- **Data**
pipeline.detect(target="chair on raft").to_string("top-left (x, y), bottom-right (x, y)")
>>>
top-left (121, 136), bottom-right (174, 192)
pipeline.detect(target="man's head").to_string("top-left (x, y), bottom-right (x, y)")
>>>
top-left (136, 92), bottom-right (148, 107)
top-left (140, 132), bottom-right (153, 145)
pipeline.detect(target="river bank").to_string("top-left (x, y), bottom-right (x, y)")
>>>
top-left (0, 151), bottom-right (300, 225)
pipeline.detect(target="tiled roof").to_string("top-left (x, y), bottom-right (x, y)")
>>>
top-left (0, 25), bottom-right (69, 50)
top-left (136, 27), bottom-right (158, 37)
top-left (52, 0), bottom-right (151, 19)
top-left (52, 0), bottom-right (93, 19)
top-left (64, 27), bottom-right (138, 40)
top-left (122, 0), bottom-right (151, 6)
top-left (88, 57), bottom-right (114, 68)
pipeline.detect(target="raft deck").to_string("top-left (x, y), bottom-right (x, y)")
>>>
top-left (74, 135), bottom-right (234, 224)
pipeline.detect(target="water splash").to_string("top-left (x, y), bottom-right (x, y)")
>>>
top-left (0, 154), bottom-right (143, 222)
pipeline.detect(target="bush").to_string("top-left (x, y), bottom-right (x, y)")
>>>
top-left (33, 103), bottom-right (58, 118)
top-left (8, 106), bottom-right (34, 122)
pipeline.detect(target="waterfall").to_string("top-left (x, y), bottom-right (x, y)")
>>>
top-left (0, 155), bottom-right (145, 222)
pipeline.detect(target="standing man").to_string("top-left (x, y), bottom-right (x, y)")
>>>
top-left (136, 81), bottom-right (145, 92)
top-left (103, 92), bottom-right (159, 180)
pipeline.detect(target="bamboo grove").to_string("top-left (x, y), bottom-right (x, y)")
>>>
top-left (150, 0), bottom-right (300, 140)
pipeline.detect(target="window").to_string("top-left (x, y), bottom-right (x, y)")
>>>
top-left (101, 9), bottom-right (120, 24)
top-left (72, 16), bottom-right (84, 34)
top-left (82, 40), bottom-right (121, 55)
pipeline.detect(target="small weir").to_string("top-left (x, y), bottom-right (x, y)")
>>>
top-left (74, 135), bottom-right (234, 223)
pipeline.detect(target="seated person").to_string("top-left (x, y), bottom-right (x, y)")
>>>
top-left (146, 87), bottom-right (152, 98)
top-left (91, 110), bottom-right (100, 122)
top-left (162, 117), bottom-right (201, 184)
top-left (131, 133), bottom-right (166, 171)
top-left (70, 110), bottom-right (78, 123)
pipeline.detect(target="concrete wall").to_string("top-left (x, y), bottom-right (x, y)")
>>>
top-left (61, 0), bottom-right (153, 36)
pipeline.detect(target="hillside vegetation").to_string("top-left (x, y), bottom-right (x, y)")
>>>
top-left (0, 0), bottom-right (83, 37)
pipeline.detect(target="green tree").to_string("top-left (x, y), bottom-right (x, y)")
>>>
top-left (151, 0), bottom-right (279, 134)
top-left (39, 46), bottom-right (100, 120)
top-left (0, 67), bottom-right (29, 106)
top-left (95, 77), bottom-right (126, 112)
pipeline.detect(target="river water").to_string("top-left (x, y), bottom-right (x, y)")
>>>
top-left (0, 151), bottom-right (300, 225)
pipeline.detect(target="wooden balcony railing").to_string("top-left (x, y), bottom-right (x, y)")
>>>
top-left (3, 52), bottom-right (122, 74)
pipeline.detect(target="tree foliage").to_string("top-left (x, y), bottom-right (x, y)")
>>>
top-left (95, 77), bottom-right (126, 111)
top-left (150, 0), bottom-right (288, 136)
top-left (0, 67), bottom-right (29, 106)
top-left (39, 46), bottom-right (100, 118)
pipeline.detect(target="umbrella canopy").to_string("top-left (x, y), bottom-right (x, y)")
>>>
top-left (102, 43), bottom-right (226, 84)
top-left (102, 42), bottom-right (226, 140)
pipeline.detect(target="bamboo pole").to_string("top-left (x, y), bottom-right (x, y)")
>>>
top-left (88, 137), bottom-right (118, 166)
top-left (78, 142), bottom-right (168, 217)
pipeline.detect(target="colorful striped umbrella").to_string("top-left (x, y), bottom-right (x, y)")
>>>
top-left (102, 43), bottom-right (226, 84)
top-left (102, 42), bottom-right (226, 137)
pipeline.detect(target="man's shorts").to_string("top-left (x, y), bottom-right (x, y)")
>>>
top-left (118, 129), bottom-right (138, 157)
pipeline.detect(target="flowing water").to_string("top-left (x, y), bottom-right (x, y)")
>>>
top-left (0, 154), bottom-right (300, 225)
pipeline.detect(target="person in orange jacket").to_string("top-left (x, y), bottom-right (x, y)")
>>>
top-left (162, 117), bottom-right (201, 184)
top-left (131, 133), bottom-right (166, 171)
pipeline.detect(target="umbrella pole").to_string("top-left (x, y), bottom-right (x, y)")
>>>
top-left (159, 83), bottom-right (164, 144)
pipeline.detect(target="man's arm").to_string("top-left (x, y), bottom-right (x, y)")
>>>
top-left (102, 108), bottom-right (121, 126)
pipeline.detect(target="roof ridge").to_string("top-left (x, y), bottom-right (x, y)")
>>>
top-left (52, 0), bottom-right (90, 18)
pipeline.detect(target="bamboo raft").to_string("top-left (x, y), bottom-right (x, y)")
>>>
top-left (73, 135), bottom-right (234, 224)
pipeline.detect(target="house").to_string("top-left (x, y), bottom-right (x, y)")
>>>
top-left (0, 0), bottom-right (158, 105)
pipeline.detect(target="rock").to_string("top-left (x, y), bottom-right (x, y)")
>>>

- **Work required**
Swap "bamboo grove" for "bamboo thicket" throughout the lines above and reproduce them with nothing else altered.

- **Answer for the task**
pipeline.detect(target="chair on raft").to_string("top-left (x, y), bottom-right (x, y)")
>>>
top-left (121, 136), bottom-right (174, 192)
pipeline.detect(target="man's head").to_string("top-left (x, y), bottom-right (x, y)")
>>>
top-left (136, 92), bottom-right (148, 107)
top-left (140, 132), bottom-right (153, 145)
pipeline.detect(target="river bank").to_string("top-left (x, y), bottom-right (x, y)")
>>>
top-left (0, 151), bottom-right (300, 225)
pipeline.detect(target="tiled roof").to_string("top-left (x, y), bottom-right (x, y)")
>>>
top-left (0, 25), bottom-right (69, 50)
top-left (136, 27), bottom-right (158, 37)
top-left (52, 0), bottom-right (151, 19)
top-left (52, 0), bottom-right (93, 19)
top-left (64, 27), bottom-right (138, 40)
top-left (122, 0), bottom-right (151, 6)
top-left (88, 57), bottom-right (114, 68)
pipeline.detect(target="raft deck").to_string("top-left (x, y), bottom-right (x, y)")
>>>
top-left (74, 135), bottom-right (234, 224)
pipeline.detect(target="water splash").to_string("top-left (x, y), bottom-right (x, y)")
>>>
top-left (0, 154), bottom-right (143, 222)
pipeline.detect(target="bush").to_string("top-left (x, y), bottom-right (x, y)")
>>>
top-left (33, 103), bottom-right (58, 118)
top-left (8, 106), bottom-right (34, 122)
pipeline.detect(target="waterfall").to_string("top-left (x, y), bottom-right (x, y)")
>>>
top-left (0, 155), bottom-right (145, 222)
pipeline.detect(target="standing man").to_string("top-left (x, y), bottom-right (x, y)")
>>>
top-left (136, 81), bottom-right (145, 92)
top-left (103, 92), bottom-right (159, 180)
pipeline.detect(target="bamboo thicket").to_string("top-left (x, y), bottom-right (x, y)")
>>>
top-left (150, 0), bottom-right (300, 140)
pipeline.detect(target="window").to_string("top-left (x, y), bottom-right (x, y)")
>>>
top-left (101, 9), bottom-right (120, 24)
top-left (72, 16), bottom-right (84, 34)
top-left (82, 40), bottom-right (121, 55)
pipeline.detect(target="small weir").to_string("top-left (x, y), bottom-right (x, y)")
>>>
top-left (74, 135), bottom-right (234, 223)
pipeline.detect(target="seated person").to_string("top-left (x, y), bottom-right (x, y)")
>>>
top-left (146, 87), bottom-right (152, 98)
top-left (91, 110), bottom-right (100, 122)
top-left (162, 117), bottom-right (201, 184)
top-left (131, 133), bottom-right (166, 171)
top-left (70, 110), bottom-right (78, 123)
pipeline.detect(target="concrete wall").to_string("top-left (x, y), bottom-right (x, y)")
>>>
top-left (61, 0), bottom-right (153, 36)
pipeline.detect(target="hillside vegetation").to_string("top-left (x, y), bottom-right (x, y)")
>>>
top-left (0, 0), bottom-right (83, 37)
pipeline.detect(target="green tree").to_string("top-left (x, y), bottom-right (x, y)")
>>>
top-left (151, 0), bottom-right (279, 134)
top-left (39, 46), bottom-right (100, 120)
top-left (0, 67), bottom-right (29, 106)
top-left (95, 77), bottom-right (126, 112)
pipeline.detect(target="river water").to_string("top-left (x, y), bottom-right (x, y)")
>>>
top-left (0, 151), bottom-right (300, 225)
pipeline.detect(target="wooden balcony railing").to_string("top-left (x, y), bottom-right (x, y)")
>>>
top-left (3, 52), bottom-right (122, 74)
pipeline.detect(target="tree foliage").to_string("top-left (x, y), bottom-right (x, y)")
>>>
top-left (95, 77), bottom-right (126, 111)
top-left (150, 0), bottom-right (288, 136)
top-left (0, 67), bottom-right (29, 106)
top-left (39, 46), bottom-right (100, 118)
pipeline.detect(target="umbrella canopy").to_string("top-left (x, y), bottom-right (x, y)")
>>>
top-left (102, 43), bottom-right (226, 84)
top-left (102, 42), bottom-right (226, 140)
pipeline.detect(target="bamboo pole").to_string("top-left (x, y), bottom-right (x, y)")
>>>
top-left (88, 137), bottom-right (118, 166)
top-left (78, 142), bottom-right (168, 217)
pipeline.detect(target="colorful striped umbrella").to_string("top-left (x, y), bottom-right (x, y)")
>>>
top-left (102, 43), bottom-right (226, 84)
top-left (102, 42), bottom-right (226, 137)
pipeline.detect(target="man's shorts").to_string("top-left (x, y), bottom-right (x, y)")
>>>
top-left (118, 129), bottom-right (138, 157)
pipeline.detect(target="flowing water").to_string("top-left (x, y), bottom-right (x, y)")
>>>
top-left (0, 154), bottom-right (300, 225)
pipeline.detect(target="person in orange jacket").to_string("top-left (x, y), bottom-right (x, y)")
>>>
top-left (162, 117), bottom-right (201, 184)
top-left (131, 133), bottom-right (166, 171)
pipeline.detect(target="umbrella pole").to_string("top-left (x, y), bottom-right (x, y)")
>>>
top-left (159, 83), bottom-right (164, 144)
pipeline.detect(target="man's arm").to_string("top-left (x, y), bottom-right (x, y)")
>>>
top-left (102, 108), bottom-right (121, 126)
pipeline.detect(target="roof ridge").to_string("top-left (x, y), bottom-right (x, y)")
>>>
top-left (52, 0), bottom-right (90, 18)
pipeline.detect(target="bamboo raft").to_string("top-left (x, y), bottom-right (x, y)")
>>>
top-left (73, 135), bottom-right (234, 224)
pipeline.detect(target="house").to_string("top-left (x, y), bottom-right (x, y)")
>>>
top-left (0, 0), bottom-right (158, 105)
pipeline.detect(target="rock").to_string("top-left (x, y), bottom-right (x, y)")
>>>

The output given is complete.